*** Extracted material
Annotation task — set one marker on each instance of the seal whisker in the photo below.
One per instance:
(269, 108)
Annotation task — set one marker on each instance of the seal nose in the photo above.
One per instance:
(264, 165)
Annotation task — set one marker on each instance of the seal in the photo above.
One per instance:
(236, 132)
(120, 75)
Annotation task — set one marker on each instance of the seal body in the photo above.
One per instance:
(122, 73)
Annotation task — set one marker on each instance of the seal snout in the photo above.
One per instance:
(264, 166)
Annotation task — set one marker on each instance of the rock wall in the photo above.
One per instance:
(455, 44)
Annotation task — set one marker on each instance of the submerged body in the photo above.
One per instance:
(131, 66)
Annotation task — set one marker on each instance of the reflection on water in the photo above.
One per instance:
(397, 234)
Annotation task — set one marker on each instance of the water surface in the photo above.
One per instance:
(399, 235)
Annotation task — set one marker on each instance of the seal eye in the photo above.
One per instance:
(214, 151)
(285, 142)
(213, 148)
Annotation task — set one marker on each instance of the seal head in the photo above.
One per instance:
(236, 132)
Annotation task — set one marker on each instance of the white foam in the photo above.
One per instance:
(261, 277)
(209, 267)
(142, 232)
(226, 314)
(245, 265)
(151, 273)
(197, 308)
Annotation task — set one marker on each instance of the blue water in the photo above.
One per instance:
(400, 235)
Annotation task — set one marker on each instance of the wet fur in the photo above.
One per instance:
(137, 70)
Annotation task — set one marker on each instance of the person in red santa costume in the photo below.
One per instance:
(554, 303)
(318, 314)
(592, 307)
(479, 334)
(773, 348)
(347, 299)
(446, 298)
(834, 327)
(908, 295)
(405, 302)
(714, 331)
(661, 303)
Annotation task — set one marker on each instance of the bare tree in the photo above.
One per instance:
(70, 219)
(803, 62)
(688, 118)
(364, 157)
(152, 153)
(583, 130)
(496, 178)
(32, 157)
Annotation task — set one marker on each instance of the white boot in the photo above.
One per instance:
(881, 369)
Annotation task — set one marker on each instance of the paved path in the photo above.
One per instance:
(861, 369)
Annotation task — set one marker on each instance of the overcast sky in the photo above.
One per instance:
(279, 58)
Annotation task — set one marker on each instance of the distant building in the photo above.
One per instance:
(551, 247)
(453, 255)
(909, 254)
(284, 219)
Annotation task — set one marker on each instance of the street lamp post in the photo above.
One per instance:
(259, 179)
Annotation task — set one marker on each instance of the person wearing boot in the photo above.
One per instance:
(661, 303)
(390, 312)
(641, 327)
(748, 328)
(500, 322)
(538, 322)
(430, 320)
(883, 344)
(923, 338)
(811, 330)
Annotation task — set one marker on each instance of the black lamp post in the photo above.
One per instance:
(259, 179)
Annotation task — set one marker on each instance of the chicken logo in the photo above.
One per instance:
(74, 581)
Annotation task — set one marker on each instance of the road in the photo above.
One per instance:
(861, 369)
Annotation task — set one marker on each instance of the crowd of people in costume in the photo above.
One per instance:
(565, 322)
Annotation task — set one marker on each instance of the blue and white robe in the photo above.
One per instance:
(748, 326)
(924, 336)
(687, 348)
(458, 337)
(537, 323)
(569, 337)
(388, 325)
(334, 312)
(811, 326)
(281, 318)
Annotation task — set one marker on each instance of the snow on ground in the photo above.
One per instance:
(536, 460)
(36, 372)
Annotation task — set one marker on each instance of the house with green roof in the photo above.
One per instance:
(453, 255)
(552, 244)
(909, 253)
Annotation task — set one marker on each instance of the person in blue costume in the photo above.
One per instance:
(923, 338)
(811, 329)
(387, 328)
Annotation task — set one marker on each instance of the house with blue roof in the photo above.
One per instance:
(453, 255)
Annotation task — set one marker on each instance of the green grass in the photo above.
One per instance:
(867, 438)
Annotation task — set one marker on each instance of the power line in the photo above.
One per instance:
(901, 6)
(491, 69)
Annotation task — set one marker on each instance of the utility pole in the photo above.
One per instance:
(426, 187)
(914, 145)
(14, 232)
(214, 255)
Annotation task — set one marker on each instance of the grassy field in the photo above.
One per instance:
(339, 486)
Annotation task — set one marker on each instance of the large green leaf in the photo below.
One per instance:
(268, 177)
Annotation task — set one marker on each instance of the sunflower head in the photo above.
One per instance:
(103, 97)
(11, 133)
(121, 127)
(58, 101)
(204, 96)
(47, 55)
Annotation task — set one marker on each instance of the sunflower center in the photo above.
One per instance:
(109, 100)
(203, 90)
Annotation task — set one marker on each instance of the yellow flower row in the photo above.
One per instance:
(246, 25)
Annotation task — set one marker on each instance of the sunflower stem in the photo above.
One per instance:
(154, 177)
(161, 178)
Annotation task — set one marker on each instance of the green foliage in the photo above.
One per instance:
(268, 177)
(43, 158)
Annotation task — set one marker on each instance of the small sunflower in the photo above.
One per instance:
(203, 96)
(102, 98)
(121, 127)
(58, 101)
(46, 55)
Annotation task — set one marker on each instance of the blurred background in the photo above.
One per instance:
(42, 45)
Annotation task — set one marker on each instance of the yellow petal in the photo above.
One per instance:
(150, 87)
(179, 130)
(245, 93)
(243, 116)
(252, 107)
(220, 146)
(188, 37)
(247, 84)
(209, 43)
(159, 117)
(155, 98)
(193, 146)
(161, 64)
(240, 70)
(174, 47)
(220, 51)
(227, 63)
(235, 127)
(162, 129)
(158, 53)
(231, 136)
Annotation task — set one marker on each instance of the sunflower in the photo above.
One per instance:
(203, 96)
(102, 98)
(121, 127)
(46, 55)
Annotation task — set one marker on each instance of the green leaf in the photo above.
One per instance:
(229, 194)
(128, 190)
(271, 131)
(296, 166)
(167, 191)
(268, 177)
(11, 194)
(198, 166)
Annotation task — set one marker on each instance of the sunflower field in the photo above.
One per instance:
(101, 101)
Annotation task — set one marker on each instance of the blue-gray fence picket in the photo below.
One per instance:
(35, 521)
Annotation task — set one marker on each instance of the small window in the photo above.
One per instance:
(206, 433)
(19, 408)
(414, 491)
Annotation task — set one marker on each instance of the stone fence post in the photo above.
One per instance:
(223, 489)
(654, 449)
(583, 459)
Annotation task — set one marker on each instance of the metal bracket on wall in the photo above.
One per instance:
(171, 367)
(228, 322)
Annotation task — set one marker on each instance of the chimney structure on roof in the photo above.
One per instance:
******
=== Problem details ===
Line by line, print the records above exactly as they stand.

=== Solved exercise ===
Annotation task — set one marker on each instance of the seal whisker in the photo below.
One per instance:
(269, 108)
Annotation task — set one marker on each instance of the seal nose in the photo above.
One per instance:
(264, 165)
Annotation task — set one marker on each instance of the seal in the photo above.
One per instance:
(236, 132)
(120, 75)
Annotation task — set one marker on each instance of the seal body in the photo above.
One per instance:
(122, 73)
Annotation task — set one marker on each instance of the seal snout in the photo above.
One per instance:
(264, 166)
Annotation task — set one marker on each instance of the rock wall in the photo above.
One per instance:
(455, 44)
Annotation task — set one marker on each instance of the submerged body in the photo above.
One per instance:
(131, 66)
Annotation task — set one marker on each instance of the reflection on water in the photo above.
One per instance:
(397, 234)
Annotation task — set one marker on each instance of the water surface in the photo above.
One per instance:
(399, 235)
Annotation task — set one marker on each instance of the seal eye in the photo above.
One per instance:
(214, 151)
(285, 142)
(213, 148)
Annotation task — set one marker on each instance of the seal head in the photo above.
One per instance:
(236, 132)
Annotation task — set one marker on each instance of the white foam in the photo above.
One per instance:
(261, 277)
(209, 267)
(142, 232)
(226, 314)
(245, 265)
(151, 273)
(197, 308)
Annotation task — set one marker on each instance of the blue water in the photo above.
One per instance:
(400, 235)
Annotation task — set one marker on each instance of the wet fur in the photo above.
One per instance:
(137, 70)
Annotation task — set one marker on each instance of the person in red santa costume in the photo below.
One per instance:
(554, 303)
(318, 314)
(592, 307)
(479, 334)
(773, 348)
(347, 299)
(446, 298)
(834, 327)
(908, 295)
(405, 302)
(714, 331)
(661, 303)
Annotation task — set one marker on each instance of the bare tree in the photo above.
One per instance:
(70, 219)
(803, 62)
(688, 118)
(364, 157)
(152, 153)
(583, 130)
(496, 178)
(32, 157)
Annotation task — set one marker on each instance of the white boot in the photo above.
One per instance:
(881, 369)
Annotation task — set one marker on each instance of the paved path in the photo above.
One per instance:
(861, 369)
Annotation task — set one marker on each instance of the overcast sky in the photo above.
One per instance:
(279, 58)
Annotation task — set one marker on each instance of the distant building in the photo above.
One per instance:
(551, 247)
(453, 255)
(909, 254)
(284, 219)
Annotation task — set one marker on each instance of the street lamp post in the photo above.
One per instance:
(259, 179)
Annotation task — set one marker on each instance of the person wearing boot in the photo above.
One per instance:
(661, 303)
(390, 312)
(641, 327)
(748, 328)
(500, 322)
(538, 322)
(430, 320)
(883, 344)
(923, 338)
(811, 330)
Annotation task — set one marker on each instance of the black lamp post in the photo above.
One per instance:
(259, 179)
Annotation task — set one marker on each instance of the chicken logo in the photo above.
One per instance:
(74, 581)
Annotation task — set one marker on each instance of the road in the photo above.
One per instance:
(861, 369)
Annotation task — set one marker on each instance of the crowd of people in costume in the photo above.
One per instance:
(565, 322)
Annotation task — set one marker on each instance of the blue and white robe in the photo above.
One per instance:
(748, 326)
(924, 336)
(687, 348)
(458, 337)
(537, 323)
(569, 337)
(388, 325)
(334, 312)
(811, 326)
(281, 318)
Annotation task — set one marker on each instance of the snow on ground in the photo above.
One per instance:
(536, 460)
(36, 372)
Annotation task — set one marker on each instance of the house with green roof in the photo above.
One per instance:
(453, 255)
(552, 244)
(909, 253)
Annotation task — set one marker on each instance of the person in blue costume in the photo above.
One per instance:
(923, 338)
(811, 329)
(387, 328)
Annotation task — set one marker on each instance of the house with blue roof in the photo above.
One per instance:
(453, 255)
Annotation task — set one marker on each instance of the green grass in the photo above.
One per instance:
(867, 438)
Annotation task — set one marker on each instance of the power line in the photo above.
One per instance:
(901, 6)
(491, 69)
Annotation task — set one marker on each instance of the utility pole in the photo above.
One per instance:
(426, 187)
(914, 145)
(14, 232)
(214, 255)
Annotation task — set one marker on each instance of the grassy field in the photo above.
One per instance:
(339, 486)
Annotation task — set one marker on each instance of the large green leaf in the photo below.
One per instance:
(268, 177)
Annotation task — set one marker on each instance of the sunflower head in the photo above.
One per instance:
(103, 97)
(11, 133)
(121, 127)
(58, 101)
(204, 96)
(47, 55)
Annotation task — set one marker on each instance of the sunflower center in the photo above.
One per instance:
(109, 100)
(203, 90)
Annotation task — set one marker on each instance of the yellow flower row in the photo above.
One per instance:
(246, 25)
Annotation task — set one marker on each instance of the sunflower stem in the photo above.
One per instance:
(154, 177)
(161, 178)
Annotation task — set one marker on each instance of the green foliage in the photo above.
One per instance:
(268, 177)
(43, 158)
Annotation task — set one marker on each instance of the small sunflower in the photo above.
One per instance:
(203, 96)
(102, 98)
(121, 127)
(58, 101)
(46, 55)
Annotation task — set one marker on each instance of the blurred background in the photo above.
One per instance:
(42, 45)
Annotation task — set one marker on each instance of the yellow petal in the photo above.
One per instance:
(150, 87)
(179, 130)
(245, 93)
(243, 116)
(252, 107)
(220, 146)
(188, 37)
(247, 84)
(209, 43)
(159, 117)
(155, 98)
(193, 146)
(161, 64)
(240, 70)
(174, 47)
(220, 51)
(227, 63)
(235, 127)
(162, 129)
(158, 53)
(231, 136)
Annotation task — set one marker on each instance of the sunflower in the photo above.
One per instance:
(203, 96)
(102, 98)
(121, 127)
(46, 55)
Annotation task — set one marker on each instance of the green leaf in the photo above.
One per instance:
(229, 194)
(128, 190)
(271, 131)
(296, 166)
(167, 191)
(268, 177)
(11, 194)
(198, 166)
Annotation task — set one marker on each instance of the sunflower field in the photo above.
One per instance:
(101, 101)
Annotation task — set one marker on each instance of the blue-gray fence picket in the photo below.
One per instance:
(35, 521)
Annotation task — set one marker on each instance of the small window in the photo above.
One per instance:
(206, 433)
(19, 408)
(414, 491)
Annotation task — set one marker on each instance of the stone fence post in the photo above.
One per instance:
(223, 489)
(654, 449)
(583, 459)
Annotation task — set one marker on each instance of the metal bracket on wall in the photo above.
One per instance:
(171, 367)
(228, 322)
Annotation task — set one marker on each instance of the chimney structure on roof in the photo above.
One per instance:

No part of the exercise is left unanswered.